**Task description**
Print the lines from the start of the records through the line containing "negative clicks: (352, 622)", inclusive, reproducing each one exactly.

[Segmentation mask data]

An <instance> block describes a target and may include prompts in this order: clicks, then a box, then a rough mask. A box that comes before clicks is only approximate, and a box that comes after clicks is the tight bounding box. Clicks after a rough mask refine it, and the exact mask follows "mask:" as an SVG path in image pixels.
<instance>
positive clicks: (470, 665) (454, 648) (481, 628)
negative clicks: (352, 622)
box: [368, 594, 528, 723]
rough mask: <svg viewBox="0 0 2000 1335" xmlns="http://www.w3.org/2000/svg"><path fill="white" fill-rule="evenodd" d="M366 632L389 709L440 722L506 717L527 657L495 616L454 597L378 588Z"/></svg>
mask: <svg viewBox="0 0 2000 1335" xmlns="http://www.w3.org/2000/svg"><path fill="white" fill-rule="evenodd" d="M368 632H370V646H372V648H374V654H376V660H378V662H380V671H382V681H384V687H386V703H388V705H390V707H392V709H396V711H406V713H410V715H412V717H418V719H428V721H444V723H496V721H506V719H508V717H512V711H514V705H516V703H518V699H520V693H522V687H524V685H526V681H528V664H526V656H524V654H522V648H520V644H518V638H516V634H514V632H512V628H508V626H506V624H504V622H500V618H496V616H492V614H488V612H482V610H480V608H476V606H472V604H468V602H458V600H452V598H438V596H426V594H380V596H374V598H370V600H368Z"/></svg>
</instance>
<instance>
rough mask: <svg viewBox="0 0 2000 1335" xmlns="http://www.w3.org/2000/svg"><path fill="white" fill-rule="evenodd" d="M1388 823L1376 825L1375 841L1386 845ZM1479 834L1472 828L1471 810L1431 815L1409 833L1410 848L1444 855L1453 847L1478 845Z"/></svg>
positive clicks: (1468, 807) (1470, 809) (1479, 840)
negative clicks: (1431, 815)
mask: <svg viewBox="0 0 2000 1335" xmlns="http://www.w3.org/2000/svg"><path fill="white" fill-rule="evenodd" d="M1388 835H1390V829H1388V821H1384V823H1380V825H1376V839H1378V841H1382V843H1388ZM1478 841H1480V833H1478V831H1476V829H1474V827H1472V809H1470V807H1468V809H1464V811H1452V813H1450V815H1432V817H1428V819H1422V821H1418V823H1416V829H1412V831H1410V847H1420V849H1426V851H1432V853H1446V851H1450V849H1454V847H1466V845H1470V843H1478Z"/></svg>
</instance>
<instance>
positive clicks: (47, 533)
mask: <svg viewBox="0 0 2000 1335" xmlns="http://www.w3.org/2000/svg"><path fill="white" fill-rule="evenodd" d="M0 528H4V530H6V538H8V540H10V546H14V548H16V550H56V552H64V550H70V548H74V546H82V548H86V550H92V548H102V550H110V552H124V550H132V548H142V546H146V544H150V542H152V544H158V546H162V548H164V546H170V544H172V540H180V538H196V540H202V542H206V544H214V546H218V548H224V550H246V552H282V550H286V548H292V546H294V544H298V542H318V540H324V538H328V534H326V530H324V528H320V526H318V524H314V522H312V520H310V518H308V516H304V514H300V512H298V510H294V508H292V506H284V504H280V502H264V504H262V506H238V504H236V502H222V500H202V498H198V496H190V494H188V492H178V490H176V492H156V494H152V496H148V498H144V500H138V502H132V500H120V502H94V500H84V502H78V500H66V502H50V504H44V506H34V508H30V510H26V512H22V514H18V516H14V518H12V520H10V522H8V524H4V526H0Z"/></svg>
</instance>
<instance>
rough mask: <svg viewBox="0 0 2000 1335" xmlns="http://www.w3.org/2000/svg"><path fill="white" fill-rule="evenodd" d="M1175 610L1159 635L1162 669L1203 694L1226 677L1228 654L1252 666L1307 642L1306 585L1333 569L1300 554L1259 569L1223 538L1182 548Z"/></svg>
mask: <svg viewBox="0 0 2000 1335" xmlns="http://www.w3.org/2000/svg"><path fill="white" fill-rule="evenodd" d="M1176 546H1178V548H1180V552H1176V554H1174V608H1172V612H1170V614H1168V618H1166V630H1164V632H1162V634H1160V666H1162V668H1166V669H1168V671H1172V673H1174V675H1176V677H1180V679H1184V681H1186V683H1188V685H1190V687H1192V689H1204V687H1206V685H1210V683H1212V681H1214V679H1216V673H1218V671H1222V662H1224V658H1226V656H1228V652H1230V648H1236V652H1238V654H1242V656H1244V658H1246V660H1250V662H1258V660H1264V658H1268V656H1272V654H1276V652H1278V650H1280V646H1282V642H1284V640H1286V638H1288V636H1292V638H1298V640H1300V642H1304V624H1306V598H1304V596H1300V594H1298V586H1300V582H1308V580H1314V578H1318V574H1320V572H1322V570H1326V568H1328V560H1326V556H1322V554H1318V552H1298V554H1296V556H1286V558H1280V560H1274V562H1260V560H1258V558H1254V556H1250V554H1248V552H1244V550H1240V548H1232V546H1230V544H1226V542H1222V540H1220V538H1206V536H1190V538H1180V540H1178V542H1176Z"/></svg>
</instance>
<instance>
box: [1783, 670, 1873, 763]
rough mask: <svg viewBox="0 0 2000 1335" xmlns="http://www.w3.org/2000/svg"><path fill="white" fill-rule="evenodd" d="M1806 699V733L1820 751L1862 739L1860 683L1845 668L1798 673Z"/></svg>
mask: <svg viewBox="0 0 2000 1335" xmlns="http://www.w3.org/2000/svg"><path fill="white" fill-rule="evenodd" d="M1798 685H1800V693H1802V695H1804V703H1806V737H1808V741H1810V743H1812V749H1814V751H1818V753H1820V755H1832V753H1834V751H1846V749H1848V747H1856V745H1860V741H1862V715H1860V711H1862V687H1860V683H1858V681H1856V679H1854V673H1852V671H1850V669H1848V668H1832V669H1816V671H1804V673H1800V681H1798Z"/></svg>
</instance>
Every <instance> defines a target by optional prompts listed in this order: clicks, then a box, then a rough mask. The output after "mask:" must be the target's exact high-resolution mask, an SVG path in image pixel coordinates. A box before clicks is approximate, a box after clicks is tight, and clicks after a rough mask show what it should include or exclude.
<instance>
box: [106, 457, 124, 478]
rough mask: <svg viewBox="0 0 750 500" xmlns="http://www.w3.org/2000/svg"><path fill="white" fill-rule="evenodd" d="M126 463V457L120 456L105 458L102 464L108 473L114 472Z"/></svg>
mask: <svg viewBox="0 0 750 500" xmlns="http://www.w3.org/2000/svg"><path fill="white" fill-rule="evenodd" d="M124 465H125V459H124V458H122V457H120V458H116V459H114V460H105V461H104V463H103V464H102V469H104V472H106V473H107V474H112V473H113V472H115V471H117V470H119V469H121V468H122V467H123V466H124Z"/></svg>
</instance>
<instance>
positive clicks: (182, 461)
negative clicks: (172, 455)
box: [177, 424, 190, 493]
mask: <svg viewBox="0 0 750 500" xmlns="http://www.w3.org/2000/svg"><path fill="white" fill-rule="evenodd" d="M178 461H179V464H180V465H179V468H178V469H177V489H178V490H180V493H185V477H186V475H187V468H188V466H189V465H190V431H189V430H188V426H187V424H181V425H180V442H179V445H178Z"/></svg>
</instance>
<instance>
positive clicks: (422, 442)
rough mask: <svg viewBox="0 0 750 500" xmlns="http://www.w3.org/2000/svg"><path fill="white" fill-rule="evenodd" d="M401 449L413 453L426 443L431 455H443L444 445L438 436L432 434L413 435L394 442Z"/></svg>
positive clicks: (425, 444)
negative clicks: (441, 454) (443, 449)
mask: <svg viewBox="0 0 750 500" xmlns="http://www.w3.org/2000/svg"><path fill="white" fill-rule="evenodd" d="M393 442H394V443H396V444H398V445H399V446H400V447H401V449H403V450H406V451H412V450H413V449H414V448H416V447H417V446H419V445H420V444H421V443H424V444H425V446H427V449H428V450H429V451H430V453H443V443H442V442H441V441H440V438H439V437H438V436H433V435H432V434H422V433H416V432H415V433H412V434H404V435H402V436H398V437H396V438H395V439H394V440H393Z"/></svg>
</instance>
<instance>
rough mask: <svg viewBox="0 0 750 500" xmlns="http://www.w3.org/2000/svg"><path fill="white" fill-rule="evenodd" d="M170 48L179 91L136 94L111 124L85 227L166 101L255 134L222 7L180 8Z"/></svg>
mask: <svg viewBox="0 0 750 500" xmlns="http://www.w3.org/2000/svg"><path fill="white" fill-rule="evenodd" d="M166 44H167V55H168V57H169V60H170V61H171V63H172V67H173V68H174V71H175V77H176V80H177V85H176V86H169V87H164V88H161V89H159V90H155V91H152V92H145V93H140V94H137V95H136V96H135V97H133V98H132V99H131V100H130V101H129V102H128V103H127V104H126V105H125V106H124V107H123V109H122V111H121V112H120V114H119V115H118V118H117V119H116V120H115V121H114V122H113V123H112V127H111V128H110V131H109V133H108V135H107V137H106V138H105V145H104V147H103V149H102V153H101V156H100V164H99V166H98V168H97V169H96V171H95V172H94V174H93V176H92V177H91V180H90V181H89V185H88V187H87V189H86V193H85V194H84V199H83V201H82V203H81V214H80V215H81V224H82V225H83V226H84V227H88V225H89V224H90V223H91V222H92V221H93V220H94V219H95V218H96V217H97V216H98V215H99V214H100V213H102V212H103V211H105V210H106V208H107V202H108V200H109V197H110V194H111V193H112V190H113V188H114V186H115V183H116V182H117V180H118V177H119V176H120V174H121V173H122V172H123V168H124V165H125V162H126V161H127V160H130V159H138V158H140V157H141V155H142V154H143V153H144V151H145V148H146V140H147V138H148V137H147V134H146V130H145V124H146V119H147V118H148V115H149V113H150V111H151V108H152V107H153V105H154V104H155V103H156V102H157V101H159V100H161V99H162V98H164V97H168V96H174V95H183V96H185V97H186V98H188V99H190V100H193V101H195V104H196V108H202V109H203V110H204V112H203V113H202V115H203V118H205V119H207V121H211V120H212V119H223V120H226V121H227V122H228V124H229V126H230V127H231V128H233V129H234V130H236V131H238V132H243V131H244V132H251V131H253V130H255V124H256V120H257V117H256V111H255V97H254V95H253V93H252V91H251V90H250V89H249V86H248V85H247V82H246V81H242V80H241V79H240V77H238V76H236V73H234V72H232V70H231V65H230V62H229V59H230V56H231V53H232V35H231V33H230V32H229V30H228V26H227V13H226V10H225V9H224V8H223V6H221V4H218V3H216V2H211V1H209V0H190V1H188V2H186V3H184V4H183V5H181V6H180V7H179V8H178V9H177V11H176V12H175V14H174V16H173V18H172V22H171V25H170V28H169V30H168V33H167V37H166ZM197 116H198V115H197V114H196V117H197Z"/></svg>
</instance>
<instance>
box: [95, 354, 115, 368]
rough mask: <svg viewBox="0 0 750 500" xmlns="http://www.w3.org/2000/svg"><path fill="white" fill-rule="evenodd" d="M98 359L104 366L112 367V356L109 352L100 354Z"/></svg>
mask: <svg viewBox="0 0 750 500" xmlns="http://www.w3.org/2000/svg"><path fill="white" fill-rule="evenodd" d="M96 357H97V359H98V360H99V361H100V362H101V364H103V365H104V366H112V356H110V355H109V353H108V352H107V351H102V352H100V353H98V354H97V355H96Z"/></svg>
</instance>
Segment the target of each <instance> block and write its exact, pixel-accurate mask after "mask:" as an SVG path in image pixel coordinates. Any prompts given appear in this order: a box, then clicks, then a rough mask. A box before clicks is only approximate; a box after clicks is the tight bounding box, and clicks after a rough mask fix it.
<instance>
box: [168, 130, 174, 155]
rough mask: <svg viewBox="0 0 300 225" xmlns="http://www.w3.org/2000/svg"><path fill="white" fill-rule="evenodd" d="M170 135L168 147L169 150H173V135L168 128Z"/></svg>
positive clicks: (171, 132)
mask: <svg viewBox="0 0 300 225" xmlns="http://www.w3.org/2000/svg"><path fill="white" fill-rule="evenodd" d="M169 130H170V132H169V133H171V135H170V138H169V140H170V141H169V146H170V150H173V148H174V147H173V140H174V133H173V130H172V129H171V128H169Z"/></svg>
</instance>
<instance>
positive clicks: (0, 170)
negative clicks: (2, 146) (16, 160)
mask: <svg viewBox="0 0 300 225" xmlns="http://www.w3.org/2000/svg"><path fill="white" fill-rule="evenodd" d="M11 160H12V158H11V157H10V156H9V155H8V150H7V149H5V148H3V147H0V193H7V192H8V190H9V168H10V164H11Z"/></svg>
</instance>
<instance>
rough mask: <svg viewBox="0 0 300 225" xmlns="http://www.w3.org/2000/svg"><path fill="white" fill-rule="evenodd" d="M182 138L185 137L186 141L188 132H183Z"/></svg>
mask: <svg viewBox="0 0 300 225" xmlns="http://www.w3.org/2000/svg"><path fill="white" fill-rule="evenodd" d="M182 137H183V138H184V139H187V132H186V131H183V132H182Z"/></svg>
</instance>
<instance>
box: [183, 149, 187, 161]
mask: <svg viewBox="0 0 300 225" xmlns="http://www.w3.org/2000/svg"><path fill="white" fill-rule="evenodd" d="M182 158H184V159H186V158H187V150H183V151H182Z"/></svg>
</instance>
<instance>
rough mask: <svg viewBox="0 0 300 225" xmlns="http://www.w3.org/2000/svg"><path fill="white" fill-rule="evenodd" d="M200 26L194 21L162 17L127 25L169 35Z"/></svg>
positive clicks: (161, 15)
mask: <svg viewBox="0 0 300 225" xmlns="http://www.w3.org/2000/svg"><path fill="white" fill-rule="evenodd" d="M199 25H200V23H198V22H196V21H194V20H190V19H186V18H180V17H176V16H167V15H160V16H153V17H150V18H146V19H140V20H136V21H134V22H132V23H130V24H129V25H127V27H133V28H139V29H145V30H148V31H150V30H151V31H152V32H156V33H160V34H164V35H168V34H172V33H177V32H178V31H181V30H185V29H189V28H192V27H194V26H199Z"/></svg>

**Problem solution**
An <instance> block describes a target and may include prompts in this order: clicks, then a box, then a rough mask. A box that comes before clicks is only approximate, and a box that comes after clicks is the tight bounding box. Clicks after a rough mask refine it, and the exact mask follows "mask:" as an SVG path in image pixels.
<instance>
positive clicks: (470, 665) (454, 648) (481, 628)
negative clicks: (352, 622)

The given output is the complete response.